_Problem to work on_: From the line that has "like [(430, 473)]." down to the final line of the listing below, transcribe every line exactly, and only those.

_Data entries_:

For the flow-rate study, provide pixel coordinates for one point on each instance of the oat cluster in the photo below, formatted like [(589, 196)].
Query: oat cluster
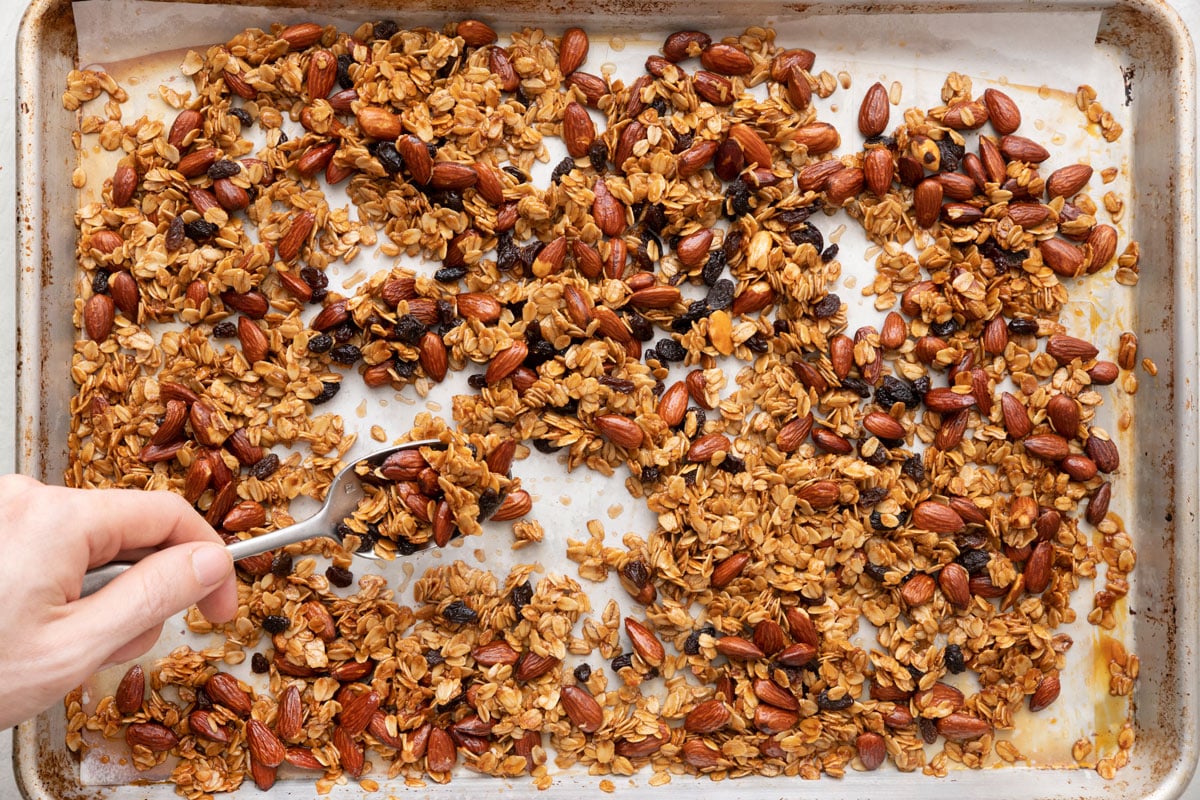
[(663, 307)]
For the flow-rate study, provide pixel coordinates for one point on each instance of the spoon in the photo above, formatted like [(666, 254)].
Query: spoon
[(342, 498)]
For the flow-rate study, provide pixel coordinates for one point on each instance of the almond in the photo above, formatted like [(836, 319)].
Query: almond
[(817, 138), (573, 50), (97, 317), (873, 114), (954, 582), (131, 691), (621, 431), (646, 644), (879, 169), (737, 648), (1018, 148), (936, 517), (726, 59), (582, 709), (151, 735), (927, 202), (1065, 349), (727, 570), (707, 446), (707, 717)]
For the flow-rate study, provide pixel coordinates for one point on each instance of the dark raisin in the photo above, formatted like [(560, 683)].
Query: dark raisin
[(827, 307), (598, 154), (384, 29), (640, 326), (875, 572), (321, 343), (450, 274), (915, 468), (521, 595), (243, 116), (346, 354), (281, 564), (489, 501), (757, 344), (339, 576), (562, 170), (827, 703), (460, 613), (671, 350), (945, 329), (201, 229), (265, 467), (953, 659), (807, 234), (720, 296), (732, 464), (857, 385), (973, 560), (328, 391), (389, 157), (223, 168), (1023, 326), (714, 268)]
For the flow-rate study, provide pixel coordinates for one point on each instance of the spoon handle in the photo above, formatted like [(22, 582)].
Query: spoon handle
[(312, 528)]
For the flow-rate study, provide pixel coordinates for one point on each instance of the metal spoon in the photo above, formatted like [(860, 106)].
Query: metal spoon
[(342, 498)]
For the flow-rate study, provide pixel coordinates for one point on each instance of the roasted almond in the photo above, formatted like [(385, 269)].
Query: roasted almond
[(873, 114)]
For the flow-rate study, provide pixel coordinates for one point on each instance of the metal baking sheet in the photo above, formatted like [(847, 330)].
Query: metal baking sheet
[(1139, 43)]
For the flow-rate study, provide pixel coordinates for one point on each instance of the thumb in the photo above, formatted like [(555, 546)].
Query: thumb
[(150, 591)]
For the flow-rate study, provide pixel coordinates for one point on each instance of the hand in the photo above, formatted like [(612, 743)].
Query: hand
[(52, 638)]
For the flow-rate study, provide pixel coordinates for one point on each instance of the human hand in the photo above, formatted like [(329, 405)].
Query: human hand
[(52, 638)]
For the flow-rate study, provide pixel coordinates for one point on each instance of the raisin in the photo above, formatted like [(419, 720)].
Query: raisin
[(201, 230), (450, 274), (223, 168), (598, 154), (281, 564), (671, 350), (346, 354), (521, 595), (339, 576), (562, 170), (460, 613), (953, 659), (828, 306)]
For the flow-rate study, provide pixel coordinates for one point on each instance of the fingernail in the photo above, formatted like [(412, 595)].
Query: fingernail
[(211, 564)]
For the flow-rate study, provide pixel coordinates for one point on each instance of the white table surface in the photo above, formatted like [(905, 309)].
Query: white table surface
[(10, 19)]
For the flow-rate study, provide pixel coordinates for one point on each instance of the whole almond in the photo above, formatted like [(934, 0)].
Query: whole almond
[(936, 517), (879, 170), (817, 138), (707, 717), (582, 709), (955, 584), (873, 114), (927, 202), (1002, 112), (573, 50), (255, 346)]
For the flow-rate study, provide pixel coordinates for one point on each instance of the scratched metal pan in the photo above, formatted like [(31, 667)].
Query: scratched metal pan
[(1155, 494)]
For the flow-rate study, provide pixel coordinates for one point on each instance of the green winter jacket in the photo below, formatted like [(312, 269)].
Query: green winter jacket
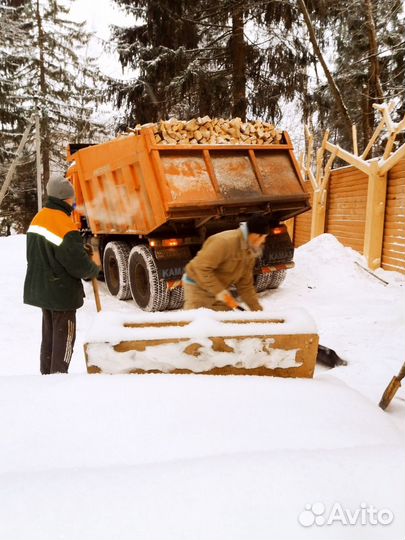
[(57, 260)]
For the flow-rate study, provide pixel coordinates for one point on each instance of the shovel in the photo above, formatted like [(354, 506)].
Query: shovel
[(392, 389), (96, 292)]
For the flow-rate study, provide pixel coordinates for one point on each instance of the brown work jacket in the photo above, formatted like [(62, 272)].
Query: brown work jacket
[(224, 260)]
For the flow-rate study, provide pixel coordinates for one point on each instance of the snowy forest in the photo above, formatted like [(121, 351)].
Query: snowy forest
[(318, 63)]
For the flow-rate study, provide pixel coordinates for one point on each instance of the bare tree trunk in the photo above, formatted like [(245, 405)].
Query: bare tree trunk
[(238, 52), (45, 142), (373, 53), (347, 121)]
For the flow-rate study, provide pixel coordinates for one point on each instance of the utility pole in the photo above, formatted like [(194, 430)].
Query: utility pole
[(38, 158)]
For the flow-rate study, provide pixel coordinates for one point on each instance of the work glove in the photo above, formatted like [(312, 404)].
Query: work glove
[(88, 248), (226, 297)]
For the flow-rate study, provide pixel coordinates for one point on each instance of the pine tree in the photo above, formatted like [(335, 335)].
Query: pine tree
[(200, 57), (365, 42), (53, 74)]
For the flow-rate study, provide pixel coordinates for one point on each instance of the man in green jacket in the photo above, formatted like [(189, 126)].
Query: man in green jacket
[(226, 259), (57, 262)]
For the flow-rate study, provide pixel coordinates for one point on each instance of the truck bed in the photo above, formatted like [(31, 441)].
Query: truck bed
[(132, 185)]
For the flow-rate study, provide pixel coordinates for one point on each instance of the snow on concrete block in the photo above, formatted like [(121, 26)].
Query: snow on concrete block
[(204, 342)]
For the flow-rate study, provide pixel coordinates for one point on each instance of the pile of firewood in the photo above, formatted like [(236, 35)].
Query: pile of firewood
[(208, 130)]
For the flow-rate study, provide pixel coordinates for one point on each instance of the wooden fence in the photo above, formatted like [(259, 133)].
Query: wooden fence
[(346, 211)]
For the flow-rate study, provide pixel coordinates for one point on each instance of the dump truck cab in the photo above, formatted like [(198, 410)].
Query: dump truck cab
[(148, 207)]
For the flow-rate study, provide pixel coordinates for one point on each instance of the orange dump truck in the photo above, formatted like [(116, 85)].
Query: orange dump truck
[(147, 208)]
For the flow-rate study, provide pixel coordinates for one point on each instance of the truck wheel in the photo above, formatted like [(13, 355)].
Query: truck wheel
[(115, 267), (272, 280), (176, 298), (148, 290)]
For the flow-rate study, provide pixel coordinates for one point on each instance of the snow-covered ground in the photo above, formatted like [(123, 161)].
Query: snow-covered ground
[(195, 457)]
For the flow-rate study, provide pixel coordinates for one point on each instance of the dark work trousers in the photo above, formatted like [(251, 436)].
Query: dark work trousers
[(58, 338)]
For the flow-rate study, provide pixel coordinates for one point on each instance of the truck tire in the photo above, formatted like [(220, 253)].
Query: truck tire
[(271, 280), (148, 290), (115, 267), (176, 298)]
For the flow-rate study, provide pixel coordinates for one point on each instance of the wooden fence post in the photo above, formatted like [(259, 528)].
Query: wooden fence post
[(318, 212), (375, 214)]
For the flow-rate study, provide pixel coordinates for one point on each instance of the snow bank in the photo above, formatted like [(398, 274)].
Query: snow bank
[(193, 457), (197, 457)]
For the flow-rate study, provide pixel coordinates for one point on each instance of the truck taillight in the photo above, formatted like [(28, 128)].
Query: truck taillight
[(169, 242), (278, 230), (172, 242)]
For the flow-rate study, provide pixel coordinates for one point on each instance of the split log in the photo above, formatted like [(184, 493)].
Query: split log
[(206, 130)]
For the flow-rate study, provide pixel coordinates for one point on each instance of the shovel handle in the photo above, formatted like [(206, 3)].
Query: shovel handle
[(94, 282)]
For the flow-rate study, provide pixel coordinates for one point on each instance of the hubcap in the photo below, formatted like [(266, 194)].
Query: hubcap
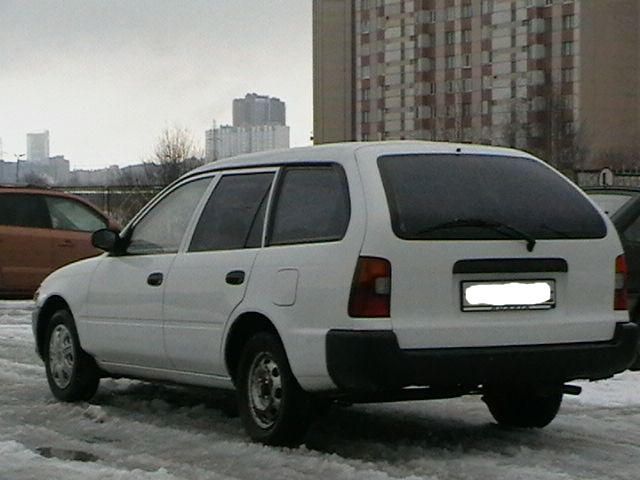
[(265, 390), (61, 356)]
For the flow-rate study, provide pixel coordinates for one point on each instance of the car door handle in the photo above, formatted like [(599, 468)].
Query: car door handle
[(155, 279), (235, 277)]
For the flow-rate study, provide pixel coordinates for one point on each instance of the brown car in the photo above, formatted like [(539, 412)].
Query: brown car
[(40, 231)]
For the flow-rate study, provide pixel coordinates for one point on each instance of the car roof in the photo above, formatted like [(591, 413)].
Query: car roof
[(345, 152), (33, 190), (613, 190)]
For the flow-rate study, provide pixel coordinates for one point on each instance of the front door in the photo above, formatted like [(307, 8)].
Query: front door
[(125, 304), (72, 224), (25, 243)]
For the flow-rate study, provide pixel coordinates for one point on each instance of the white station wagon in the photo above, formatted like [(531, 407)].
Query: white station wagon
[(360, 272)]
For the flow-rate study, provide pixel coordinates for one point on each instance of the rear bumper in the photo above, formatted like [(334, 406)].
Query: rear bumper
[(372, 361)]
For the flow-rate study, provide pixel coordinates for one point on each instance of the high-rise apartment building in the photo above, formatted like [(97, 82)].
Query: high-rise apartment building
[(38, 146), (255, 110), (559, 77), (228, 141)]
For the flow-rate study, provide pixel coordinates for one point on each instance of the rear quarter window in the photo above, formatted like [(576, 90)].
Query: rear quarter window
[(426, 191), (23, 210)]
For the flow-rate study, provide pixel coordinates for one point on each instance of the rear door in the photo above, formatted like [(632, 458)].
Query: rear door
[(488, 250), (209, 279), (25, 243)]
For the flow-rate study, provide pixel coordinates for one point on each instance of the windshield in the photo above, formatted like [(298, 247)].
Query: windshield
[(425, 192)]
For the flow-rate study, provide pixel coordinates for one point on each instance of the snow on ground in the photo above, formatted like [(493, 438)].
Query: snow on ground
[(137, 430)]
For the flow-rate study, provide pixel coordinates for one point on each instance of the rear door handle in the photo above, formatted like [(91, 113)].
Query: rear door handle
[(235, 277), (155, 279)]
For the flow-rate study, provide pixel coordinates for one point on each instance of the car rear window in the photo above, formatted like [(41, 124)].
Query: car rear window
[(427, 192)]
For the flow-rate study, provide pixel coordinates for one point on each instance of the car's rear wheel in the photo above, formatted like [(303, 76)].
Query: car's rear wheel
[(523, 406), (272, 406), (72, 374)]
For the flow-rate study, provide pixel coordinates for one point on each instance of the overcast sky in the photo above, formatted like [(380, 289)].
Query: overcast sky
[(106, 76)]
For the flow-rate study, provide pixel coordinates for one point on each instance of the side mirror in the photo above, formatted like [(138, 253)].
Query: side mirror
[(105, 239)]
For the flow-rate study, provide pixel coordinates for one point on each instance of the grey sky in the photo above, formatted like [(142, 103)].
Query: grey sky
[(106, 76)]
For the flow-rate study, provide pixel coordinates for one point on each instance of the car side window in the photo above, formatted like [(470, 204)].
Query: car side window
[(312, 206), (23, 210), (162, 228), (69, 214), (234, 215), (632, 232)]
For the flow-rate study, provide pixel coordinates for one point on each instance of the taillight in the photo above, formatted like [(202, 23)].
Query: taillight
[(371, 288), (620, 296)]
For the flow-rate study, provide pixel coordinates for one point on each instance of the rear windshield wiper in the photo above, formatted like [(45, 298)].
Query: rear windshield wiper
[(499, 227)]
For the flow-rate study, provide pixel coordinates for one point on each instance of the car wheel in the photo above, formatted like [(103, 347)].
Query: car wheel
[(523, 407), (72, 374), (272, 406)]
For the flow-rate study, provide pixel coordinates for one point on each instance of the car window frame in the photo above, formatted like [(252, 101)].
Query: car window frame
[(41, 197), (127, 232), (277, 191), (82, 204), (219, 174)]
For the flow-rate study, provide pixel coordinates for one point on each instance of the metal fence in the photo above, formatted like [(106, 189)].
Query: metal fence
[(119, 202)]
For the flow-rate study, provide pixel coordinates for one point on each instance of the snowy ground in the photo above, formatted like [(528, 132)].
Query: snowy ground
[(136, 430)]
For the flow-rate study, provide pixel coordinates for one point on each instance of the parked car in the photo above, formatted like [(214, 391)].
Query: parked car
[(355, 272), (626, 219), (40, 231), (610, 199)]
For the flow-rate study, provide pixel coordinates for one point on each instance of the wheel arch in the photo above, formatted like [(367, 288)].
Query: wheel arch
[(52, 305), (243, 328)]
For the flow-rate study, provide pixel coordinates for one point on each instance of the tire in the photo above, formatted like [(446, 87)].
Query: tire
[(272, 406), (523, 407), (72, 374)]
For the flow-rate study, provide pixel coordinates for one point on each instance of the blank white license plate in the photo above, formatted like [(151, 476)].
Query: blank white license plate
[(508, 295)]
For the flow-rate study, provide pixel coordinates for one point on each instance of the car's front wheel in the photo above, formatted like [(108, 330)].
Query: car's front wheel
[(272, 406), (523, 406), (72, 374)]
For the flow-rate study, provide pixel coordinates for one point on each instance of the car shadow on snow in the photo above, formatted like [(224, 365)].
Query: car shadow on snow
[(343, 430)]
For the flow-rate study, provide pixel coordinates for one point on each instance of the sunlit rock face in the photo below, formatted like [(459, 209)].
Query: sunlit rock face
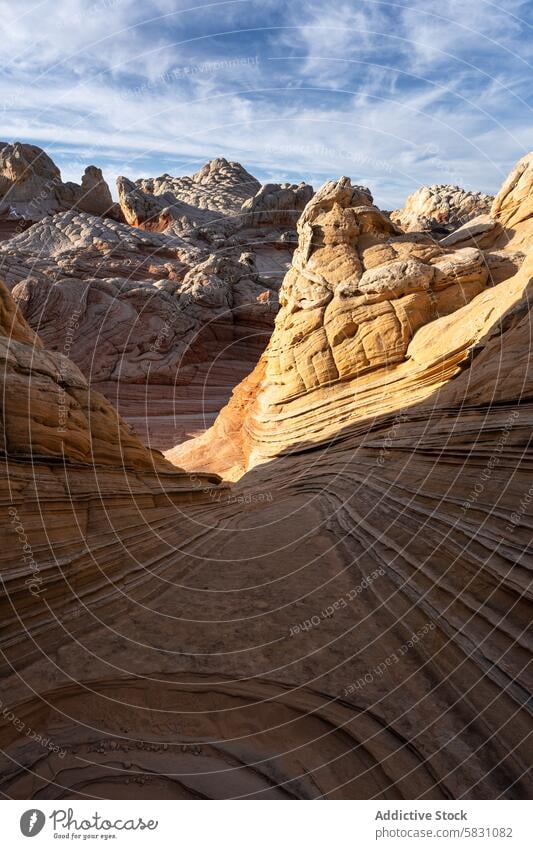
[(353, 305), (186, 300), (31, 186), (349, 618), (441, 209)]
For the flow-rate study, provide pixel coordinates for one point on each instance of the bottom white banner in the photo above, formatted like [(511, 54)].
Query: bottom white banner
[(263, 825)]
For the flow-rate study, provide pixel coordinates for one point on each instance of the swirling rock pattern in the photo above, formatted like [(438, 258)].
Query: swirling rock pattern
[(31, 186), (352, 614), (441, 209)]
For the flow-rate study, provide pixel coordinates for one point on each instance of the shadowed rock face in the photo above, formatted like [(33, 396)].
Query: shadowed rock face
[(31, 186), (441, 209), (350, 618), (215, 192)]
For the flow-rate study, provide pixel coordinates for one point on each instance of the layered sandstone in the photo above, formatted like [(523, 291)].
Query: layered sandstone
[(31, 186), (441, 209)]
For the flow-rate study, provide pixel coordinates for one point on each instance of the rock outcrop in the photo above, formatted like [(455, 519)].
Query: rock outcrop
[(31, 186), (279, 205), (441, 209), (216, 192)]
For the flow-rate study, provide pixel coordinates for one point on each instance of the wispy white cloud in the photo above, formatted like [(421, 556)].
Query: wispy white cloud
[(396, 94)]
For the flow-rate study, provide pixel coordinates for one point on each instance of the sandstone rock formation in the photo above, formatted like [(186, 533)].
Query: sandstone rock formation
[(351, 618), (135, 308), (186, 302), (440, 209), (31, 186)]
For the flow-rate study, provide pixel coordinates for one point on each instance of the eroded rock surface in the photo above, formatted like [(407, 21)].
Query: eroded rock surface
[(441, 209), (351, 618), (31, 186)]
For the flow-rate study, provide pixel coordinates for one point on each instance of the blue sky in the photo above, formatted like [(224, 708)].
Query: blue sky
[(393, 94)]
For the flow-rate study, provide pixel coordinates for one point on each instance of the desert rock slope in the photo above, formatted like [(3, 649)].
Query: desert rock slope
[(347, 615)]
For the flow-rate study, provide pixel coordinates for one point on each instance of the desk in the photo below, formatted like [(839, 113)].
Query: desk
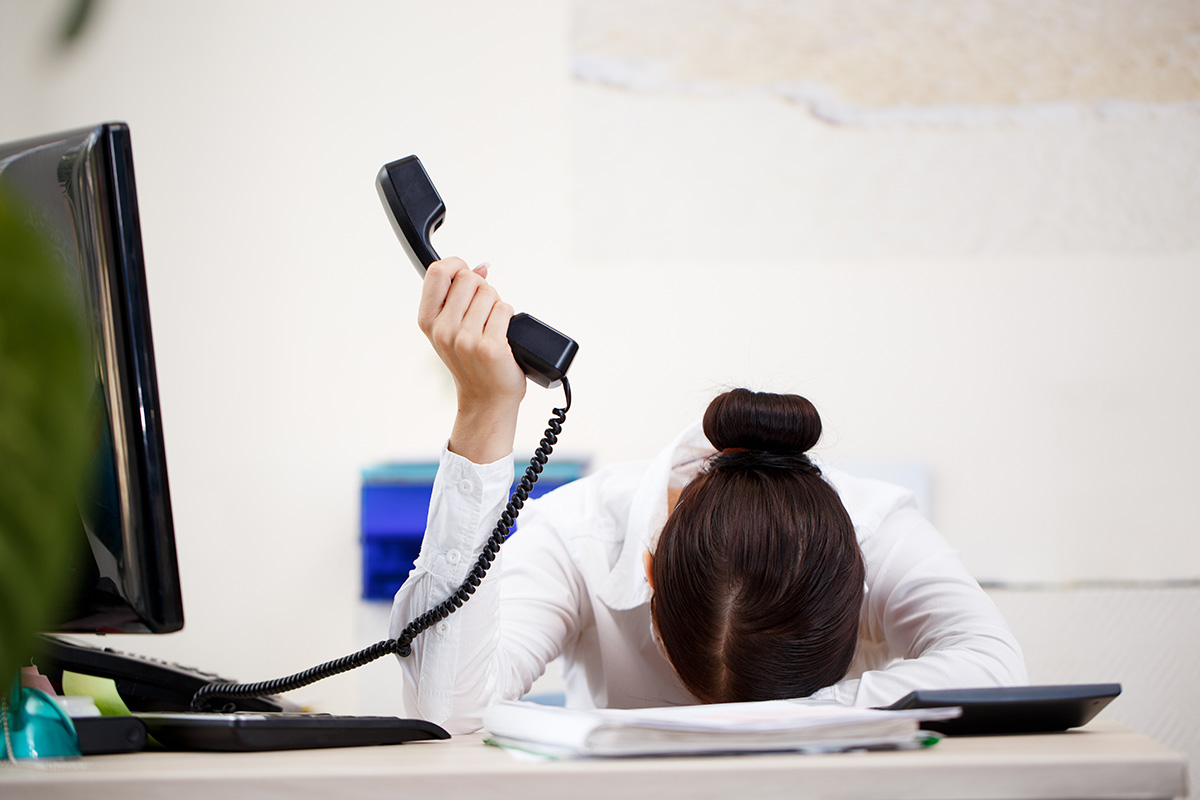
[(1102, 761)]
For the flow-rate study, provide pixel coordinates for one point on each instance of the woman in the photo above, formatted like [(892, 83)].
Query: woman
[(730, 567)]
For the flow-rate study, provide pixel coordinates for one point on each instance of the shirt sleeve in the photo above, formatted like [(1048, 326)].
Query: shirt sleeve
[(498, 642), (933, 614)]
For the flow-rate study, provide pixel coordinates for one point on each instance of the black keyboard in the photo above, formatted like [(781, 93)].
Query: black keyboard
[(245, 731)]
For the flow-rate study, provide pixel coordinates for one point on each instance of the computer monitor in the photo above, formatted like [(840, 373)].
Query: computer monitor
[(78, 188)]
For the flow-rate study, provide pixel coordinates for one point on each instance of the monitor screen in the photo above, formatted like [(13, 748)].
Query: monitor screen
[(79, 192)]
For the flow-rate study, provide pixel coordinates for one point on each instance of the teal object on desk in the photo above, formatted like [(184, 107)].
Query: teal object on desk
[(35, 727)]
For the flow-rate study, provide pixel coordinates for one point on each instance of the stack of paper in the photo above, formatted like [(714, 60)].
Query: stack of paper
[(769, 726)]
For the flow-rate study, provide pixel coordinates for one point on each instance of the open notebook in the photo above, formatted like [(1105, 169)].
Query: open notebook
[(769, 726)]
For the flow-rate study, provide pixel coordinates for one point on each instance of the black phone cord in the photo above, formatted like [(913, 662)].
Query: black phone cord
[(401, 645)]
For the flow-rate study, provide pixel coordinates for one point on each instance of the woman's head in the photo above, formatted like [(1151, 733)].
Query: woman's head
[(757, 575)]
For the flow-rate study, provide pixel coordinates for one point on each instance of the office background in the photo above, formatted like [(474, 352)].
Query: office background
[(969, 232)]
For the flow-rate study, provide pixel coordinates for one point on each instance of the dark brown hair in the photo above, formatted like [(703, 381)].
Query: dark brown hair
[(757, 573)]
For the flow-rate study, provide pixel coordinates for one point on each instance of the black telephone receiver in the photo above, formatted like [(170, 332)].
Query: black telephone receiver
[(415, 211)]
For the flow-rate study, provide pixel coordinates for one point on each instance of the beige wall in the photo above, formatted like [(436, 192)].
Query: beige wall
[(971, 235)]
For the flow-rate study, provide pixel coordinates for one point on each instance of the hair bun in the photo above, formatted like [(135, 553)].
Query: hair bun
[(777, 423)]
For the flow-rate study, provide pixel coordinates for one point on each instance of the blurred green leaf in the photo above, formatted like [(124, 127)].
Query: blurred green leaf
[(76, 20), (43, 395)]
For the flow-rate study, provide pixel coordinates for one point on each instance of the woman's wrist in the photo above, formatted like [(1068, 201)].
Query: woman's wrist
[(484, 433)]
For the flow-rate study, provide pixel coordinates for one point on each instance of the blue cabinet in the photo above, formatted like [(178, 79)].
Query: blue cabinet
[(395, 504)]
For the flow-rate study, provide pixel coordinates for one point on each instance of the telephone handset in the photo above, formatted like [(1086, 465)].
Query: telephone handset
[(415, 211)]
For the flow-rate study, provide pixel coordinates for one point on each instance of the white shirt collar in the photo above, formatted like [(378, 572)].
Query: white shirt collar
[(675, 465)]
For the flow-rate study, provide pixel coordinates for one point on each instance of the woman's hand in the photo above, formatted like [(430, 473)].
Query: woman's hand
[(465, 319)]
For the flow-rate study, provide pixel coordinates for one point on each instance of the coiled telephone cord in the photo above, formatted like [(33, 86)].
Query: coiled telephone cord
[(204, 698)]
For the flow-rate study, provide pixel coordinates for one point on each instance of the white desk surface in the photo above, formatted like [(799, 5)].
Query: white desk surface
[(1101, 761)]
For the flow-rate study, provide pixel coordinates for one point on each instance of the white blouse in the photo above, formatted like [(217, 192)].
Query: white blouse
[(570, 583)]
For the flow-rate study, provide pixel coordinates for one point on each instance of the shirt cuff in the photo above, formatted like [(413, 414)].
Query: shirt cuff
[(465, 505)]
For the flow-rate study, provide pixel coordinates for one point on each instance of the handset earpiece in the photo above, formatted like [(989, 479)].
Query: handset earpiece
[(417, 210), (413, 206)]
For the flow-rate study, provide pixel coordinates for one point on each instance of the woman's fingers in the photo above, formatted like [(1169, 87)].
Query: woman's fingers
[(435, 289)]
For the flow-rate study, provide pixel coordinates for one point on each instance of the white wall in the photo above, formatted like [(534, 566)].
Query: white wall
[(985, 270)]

_Complete output_:
For the flow-rate study, provide pixel coordinates for one point on each instance of the woman's hand in the photo above, formatted like [(430, 473)].
Query: woman's hand
[(465, 319)]
For the flow-rate study, provide pixel coordinates for one point on each instance of the coiled telephone cord in the photo above, formatted like [(33, 86)].
Query: coiled telephone cord
[(204, 698)]
For the flow-rate study, provide pixel coordinates for one point on each instance of the white desk surface in the photo above, formatted like [(799, 5)].
Query: white desk surface
[(1101, 761)]
For the flow-rate study, provide pixel coordinates for one point on each instance of the white blouse in the photo above, formatted like [(217, 192)].
Query: white blouse
[(570, 583)]
For the flow-rate study, provide pixel coordinates for one point on each instance of the shirt cuff in the photo above, formatted like [(413, 414)].
Query: shirt cuff
[(465, 505)]
For the flow-rate study, provide pixel coordinates for one point on each instance of the handset earpiece in the photo above, formatted like [(989, 479)].
Query: handset earpiece
[(417, 210), (413, 206)]
For the flow-rate study, provide pixel coordinates for one point on each instance of the woman's fingers in the photo above, formatted like [(1169, 87)].
Query: woman's fingers
[(435, 289)]
For the flow-rate study, provide pixel coordinates for one point on each instance of the white wall in the photo above, formatted like [(534, 566)].
Query: white wall
[(985, 270)]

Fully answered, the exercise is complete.